§ **Task data**
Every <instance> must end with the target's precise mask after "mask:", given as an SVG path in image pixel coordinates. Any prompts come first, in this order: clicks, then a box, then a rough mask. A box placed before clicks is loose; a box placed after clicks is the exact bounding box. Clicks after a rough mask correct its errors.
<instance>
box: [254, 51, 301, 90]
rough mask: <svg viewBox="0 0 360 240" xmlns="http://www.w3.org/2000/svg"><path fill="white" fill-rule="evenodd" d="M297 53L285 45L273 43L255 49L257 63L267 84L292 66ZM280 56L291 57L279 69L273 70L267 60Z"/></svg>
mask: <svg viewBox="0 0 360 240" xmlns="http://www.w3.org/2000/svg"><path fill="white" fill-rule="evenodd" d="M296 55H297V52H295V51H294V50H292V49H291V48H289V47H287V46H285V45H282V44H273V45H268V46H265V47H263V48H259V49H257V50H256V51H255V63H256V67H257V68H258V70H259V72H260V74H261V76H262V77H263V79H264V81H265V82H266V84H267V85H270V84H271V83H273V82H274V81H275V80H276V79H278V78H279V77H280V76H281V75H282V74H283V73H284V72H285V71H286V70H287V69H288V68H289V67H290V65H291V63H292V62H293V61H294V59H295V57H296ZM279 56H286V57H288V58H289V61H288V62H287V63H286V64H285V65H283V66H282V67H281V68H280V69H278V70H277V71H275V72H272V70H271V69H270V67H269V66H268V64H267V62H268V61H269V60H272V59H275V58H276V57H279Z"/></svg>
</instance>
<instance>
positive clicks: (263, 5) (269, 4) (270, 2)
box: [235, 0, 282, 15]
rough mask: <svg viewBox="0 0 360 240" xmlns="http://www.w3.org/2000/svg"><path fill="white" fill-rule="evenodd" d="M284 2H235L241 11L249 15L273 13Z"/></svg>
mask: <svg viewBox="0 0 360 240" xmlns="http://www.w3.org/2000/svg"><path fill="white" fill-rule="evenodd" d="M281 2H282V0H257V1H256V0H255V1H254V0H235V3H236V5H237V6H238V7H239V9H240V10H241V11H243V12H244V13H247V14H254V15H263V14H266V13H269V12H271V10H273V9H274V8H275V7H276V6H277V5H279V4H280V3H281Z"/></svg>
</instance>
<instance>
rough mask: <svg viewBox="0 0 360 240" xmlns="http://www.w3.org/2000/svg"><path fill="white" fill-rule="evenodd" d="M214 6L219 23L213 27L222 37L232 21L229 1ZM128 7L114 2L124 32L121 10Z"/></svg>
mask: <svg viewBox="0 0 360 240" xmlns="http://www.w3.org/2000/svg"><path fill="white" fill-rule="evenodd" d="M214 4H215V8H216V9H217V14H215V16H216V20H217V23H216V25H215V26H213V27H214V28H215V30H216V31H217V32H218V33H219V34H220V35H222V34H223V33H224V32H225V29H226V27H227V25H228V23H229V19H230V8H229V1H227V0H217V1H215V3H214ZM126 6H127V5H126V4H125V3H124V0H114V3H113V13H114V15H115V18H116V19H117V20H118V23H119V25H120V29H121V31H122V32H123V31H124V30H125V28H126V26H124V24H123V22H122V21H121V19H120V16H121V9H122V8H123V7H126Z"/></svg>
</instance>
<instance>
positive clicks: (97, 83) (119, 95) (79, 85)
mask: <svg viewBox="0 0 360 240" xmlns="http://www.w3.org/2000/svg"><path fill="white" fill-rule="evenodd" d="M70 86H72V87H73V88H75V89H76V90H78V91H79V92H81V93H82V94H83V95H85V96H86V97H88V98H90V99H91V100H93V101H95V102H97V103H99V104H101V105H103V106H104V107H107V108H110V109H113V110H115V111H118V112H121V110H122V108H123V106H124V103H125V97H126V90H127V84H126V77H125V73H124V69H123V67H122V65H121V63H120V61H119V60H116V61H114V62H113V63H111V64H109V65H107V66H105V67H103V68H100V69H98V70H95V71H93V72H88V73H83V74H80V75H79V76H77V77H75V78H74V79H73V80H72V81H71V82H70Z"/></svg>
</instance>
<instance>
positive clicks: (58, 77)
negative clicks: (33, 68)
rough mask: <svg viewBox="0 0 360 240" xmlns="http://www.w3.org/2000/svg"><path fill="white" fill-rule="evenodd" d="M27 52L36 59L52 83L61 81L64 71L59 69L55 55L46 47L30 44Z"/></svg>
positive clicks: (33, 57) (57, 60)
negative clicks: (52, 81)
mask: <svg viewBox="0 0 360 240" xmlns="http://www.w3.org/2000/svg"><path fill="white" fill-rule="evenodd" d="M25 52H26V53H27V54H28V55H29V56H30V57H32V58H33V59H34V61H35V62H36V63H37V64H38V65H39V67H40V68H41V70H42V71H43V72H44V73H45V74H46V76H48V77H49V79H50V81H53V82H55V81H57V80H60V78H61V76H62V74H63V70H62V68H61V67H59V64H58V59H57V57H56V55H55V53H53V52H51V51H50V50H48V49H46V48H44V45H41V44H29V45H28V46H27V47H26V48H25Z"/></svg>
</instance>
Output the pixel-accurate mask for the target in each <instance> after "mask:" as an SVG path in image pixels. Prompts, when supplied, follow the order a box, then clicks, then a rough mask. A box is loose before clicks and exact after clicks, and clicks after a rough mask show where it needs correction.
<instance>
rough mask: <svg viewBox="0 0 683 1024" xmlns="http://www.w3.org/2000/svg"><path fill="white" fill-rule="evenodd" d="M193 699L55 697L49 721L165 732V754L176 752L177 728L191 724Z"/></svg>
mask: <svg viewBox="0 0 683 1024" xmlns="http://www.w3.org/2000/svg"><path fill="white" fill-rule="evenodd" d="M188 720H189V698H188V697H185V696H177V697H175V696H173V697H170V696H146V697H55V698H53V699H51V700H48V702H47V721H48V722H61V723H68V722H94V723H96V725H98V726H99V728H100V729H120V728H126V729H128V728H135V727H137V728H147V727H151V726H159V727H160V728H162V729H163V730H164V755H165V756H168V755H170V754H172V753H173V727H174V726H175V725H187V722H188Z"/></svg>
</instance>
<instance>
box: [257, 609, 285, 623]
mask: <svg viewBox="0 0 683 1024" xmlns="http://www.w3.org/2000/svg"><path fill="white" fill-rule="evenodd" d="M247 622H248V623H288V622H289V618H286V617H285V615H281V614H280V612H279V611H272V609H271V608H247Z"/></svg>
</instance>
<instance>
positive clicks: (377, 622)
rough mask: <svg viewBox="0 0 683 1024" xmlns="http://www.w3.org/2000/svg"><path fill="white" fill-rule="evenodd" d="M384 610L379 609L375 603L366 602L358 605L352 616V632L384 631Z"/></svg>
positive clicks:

§ **To do**
Pick out every line of the records that contains the word "positive", treating uppercase and lowercase as different.

§ **Task solution**
positive clicks: (263, 5) (269, 4) (270, 2)
positive clicks: (97, 83) (119, 95) (79, 85)
positive clicks: (58, 77)
positive clicks: (33, 57) (57, 60)
positive clicks: (377, 622)
positive clicks:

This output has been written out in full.